╭─ SELECTED EXTRACT

# Anyone willing to sell a stock intake for a 02 Altima 3.5?



## remjob14 (Aug 18, 2006)

Hi, I'm new to the forum, but I've been reading for a about a month now. Love the site, so much great information on it. 

About 2-3 months ago, I put an AEM cold-air intake on my car, and, in haste (and stupidity  ), got rid of the stock intake system. Of course, this was before I had found this site, and learned of all the MAF sensor problems.

Two days ago, my MAF sensor blew. I tried the dealership, and ended up down 90 bucks for diagnostics. The tech flat told me, "Go find a stock intake, put it on there, and take it to another dealership."

So now I'm scavenging for a stock intake online and at salvage yards. If anyone has an intake they're willing to part with, or another suggestion, I'd greatly appreciate it. Thanks.


----------



## remjob14 (Aug 18, 2006)

*One other thing...*

Forgot to mention something I heard at the dealership... the tech also told me that if I had a Nismo intake, they would have replaced the MAF under warranty, no questions asked. Has anyone else heard of this? I thought I read on here that the Nismo intake was actually manufactured by AEM?

╰─

### EXERCISE SET
1. According to the forum thread, how much did the poster spend at the dealership for diagnostics?
2. Echo part of the forum thread, beginning at the words "Hi, I'm new" and stopping after "appreciate it. Thanks.".
The items that come next are separate material and are not connected to the forum thread.

╭─ AVAILABLE DATA

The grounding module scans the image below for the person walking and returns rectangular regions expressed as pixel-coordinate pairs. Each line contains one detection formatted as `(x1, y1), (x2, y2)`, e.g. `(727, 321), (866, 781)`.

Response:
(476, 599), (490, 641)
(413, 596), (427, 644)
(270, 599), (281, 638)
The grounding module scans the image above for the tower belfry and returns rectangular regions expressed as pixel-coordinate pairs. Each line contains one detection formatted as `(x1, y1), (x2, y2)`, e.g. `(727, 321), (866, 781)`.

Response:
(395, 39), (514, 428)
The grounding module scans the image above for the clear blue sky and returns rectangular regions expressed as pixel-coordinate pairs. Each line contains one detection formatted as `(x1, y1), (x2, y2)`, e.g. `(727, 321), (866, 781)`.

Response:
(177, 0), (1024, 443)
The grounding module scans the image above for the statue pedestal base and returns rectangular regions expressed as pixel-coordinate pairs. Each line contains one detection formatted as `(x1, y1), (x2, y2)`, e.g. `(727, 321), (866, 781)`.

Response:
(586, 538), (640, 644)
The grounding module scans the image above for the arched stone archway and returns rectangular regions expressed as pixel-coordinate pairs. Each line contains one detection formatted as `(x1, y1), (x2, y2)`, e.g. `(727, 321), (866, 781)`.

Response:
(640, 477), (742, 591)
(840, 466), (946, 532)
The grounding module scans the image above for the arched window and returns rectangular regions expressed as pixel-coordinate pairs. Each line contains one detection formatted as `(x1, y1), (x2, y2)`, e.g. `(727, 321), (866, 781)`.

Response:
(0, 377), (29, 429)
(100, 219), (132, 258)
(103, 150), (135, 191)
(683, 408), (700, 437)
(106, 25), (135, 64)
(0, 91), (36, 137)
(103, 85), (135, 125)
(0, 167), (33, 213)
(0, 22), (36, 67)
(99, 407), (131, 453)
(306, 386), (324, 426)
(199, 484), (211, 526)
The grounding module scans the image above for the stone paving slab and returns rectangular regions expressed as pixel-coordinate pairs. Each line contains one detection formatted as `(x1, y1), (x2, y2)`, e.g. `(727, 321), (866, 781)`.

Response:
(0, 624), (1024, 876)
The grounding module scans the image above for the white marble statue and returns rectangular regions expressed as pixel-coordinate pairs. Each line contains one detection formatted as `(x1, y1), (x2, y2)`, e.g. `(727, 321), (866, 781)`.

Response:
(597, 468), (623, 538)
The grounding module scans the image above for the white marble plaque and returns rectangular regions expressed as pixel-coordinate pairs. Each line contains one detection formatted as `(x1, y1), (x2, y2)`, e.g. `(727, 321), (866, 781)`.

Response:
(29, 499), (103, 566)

╰─
╭─ AVAILABLE DATA

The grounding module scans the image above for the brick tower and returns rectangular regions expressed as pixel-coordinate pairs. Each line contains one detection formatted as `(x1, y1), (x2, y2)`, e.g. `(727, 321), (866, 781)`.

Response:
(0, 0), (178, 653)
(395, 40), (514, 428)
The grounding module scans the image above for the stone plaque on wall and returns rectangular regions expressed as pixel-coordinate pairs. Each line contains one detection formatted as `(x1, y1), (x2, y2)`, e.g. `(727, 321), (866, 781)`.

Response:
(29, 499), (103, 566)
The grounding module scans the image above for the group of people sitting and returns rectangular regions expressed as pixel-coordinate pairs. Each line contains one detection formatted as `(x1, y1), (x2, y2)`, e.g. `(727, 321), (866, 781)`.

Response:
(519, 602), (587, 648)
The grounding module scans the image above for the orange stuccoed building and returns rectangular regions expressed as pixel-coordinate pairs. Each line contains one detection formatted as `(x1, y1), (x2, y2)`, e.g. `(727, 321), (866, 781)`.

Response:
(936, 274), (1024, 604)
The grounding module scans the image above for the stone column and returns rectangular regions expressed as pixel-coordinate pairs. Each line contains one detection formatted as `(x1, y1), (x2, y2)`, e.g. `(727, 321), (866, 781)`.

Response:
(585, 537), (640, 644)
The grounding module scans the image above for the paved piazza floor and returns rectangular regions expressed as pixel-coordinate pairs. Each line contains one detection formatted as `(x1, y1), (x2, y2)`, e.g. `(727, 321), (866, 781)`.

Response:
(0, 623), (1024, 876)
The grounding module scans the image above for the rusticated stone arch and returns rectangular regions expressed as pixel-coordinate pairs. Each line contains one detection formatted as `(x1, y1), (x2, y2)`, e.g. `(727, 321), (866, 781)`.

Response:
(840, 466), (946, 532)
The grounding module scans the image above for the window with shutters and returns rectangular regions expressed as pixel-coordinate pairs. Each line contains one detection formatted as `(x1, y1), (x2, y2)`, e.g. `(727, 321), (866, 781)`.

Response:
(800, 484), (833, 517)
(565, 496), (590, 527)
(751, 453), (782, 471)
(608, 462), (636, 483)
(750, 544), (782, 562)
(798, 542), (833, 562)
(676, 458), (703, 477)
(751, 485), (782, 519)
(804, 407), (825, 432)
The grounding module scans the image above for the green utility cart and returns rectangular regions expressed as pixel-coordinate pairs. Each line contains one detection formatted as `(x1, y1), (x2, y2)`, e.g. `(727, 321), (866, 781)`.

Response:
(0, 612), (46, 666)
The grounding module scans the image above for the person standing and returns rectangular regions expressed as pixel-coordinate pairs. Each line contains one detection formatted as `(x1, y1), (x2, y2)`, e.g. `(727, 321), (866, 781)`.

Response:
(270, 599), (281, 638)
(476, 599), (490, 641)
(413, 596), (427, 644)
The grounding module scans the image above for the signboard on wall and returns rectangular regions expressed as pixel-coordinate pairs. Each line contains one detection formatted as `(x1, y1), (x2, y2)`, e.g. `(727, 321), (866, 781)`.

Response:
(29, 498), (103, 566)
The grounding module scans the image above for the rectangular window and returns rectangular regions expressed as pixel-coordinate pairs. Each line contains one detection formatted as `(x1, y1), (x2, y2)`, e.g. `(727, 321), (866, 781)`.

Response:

╰─
╭─ AVAILABLE DATA

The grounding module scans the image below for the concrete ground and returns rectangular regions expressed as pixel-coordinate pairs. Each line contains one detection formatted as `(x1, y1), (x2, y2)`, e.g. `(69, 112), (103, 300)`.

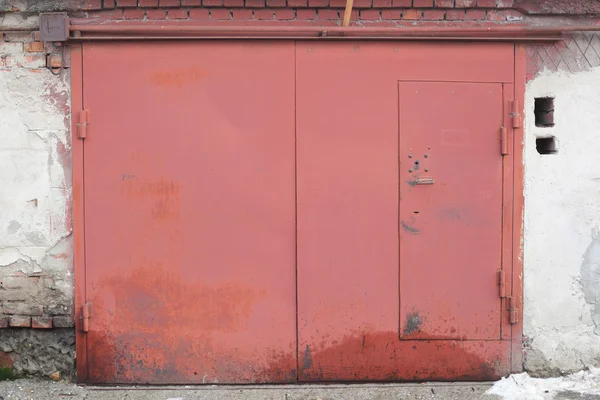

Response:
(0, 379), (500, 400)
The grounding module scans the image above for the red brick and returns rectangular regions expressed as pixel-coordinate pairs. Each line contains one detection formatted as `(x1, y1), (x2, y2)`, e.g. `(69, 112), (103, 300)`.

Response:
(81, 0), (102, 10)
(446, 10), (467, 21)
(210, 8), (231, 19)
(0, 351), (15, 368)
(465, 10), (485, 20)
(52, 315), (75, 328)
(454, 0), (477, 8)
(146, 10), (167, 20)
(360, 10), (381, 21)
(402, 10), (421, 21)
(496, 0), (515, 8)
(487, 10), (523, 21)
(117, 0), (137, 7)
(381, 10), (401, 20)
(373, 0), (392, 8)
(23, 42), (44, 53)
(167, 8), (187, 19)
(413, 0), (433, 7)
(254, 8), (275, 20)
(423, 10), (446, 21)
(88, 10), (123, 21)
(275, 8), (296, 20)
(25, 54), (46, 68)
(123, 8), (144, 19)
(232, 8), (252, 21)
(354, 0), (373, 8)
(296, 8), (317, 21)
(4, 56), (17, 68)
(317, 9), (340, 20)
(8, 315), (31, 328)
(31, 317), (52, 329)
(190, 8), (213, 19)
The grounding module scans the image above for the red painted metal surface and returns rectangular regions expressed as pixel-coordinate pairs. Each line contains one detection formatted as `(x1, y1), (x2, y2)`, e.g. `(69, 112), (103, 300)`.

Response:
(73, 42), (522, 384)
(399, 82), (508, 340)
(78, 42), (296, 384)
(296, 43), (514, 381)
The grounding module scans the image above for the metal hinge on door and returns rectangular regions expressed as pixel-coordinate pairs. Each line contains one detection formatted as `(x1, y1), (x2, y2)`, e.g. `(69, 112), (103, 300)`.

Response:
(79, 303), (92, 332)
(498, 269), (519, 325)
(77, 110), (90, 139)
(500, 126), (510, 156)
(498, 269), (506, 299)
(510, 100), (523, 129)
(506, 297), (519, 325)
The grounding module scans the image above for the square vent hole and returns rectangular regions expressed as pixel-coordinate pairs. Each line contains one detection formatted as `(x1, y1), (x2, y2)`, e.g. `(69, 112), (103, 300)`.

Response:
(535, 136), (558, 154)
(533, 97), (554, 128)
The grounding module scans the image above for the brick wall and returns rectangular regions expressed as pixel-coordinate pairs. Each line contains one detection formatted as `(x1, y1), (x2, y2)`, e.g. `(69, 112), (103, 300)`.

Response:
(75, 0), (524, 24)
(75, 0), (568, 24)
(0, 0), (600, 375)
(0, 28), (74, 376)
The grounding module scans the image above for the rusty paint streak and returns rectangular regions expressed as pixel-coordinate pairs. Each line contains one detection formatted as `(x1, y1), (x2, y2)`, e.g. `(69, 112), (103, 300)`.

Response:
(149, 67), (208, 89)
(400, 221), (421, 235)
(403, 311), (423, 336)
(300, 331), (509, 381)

╰─

### ANSWERS FOR EACH ITEM
1. 90 bucks.

2.
Hi, I'm new to the forum, but I've been reading for a about a month now. Love the site, so much great information on it. 

About 2-3 months ago, I put an AEM cold-air intake on my car, and, in haste (and stupidity  ), got rid of the stock intake system. Of course, this was before I had found this site, and learned of all the MAF sensor problems.

Two days ago, my MAF sensor blew. I tried the dealership, and ended up down 90 bucks for diagnostics. The tech flat told me, "Go find a stock intake, put it on there, and take it to another dealership."

So now I'm scavenging for a stock intake online and at salvage yards. If anyone has an intake they're willing to part with, or another suggestion, I'd greatly appreciate it. Thanks.